Set exercise = Copy every line of the records below word for word, leaving out the pictures.

[Begin]

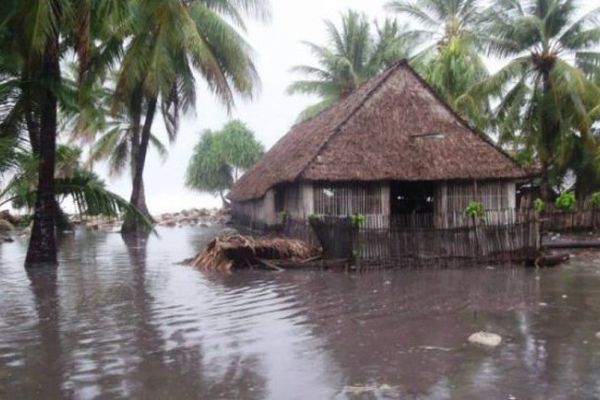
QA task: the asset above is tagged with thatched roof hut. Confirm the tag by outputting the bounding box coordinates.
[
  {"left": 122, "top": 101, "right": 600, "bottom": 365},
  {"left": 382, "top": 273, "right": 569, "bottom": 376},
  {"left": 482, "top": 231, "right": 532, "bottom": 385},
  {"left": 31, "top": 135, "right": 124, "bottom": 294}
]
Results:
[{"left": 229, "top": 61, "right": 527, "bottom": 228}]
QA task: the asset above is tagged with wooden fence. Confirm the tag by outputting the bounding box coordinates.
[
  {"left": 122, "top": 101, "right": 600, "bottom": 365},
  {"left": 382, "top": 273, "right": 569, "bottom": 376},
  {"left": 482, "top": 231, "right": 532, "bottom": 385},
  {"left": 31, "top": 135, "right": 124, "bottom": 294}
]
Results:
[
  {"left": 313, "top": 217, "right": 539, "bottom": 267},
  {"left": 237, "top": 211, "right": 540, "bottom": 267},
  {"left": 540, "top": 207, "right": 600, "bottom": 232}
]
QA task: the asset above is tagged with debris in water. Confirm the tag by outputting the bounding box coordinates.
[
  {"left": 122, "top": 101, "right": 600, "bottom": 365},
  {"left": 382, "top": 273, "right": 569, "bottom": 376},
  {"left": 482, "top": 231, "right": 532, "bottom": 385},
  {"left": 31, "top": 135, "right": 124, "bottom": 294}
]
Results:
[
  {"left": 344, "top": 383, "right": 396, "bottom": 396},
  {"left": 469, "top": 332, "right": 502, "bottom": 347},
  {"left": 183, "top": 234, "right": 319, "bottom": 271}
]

[End]

Result of this task =
QA task: the asset above is tagged with thatched roof hut. Confirm the tag by outputting the bounding box coordinates.
[
  {"left": 122, "top": 101, "right": 600, "bottom": 365},
  {"left": 382, "top": 273, "right": 569, "bottom": 376},
  {"left": 482, "top": 231, "right": 532, "bottom": 385},
  {"left": 31, "top": 135, "right": 124, "bottom": 294}
]
Results:
[{"left": 229, "top": 61, "right": 527, "bottom": 228}]
QA task: the asset above is tagged with wooden fence. Confirm the tag by outputting the bounding box coordinates.
[
  {"left": 122, "top": 101, "right": 600, "bottom": 365},
  {"left": 382, "top": 273, "right": 569, "bottom": 376},
  {"left": 482, "top": 231, "right": 532, "bottom": 385},
  {"left": 31, "top": 135, "right": 124, "bottom": 294}
]
Results:
[
  {"left": 313, "top": 217, "right": 539, "bottom": 267},
  {"left": 237, "top": 211, "right": 540, "bottom": 267},
  {"left": 540, "top": 207, "right": 600, "bottom": 232}
]
QA task: the asset above is tagged with debris in water. Confirm the tag by outputting the bounding box coordinates.
[
  {"left": 122, "top": 101, "right": 600, "bottom": 365},
  {"left": 382, "top": 273, "right": 569, "bottom": 376},
  {"left": 482, "top": 231, "right": 532, "bottom": 385},
  {"left": 31, "top": 135, "right": 124, "bottom": 294}
]
Results:
[
  {"left": 344, "top": 383, "right": 396, "bottom": 396},
  {"left": 469, "top": 332, "right": 502, "bottom": 347},
  {"left": 183, "top": 234, "right": 319, "bottom": 271}
]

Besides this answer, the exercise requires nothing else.